Stored items
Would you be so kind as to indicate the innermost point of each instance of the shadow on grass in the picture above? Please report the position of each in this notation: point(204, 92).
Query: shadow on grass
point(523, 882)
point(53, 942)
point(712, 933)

==

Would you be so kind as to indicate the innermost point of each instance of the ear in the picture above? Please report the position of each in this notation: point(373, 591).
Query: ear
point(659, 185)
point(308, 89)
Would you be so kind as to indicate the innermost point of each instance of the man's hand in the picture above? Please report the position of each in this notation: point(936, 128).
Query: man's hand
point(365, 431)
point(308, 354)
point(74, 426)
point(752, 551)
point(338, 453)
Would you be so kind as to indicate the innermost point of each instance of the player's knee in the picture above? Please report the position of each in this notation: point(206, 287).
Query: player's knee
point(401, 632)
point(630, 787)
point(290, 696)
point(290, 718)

Your objective:
Rewrite the rows from the line containing "notation: point(936, 128)." through the line containing "point(290, 718)", requests included, and shift every coordinate in the answer points up by 67.

Task output:
Would you be so kind as to indicate the innermost point of each instance of the man's hand in the picture above? Please report the position of each in this notation: point(936, 128).
Query: man's hand
point(432, 498)
point(375, 421)
point(141, 493)
point(819, 618)
point(405, 520)
Would you be so kind as to indicate the innermost point of each instance of the player's knee in the picture above? Please report the position of each in this notation: point(206, 287).
Query: player's knee
point(468, 699)
point(697, 854)
point(357, 763)
point(357, 785)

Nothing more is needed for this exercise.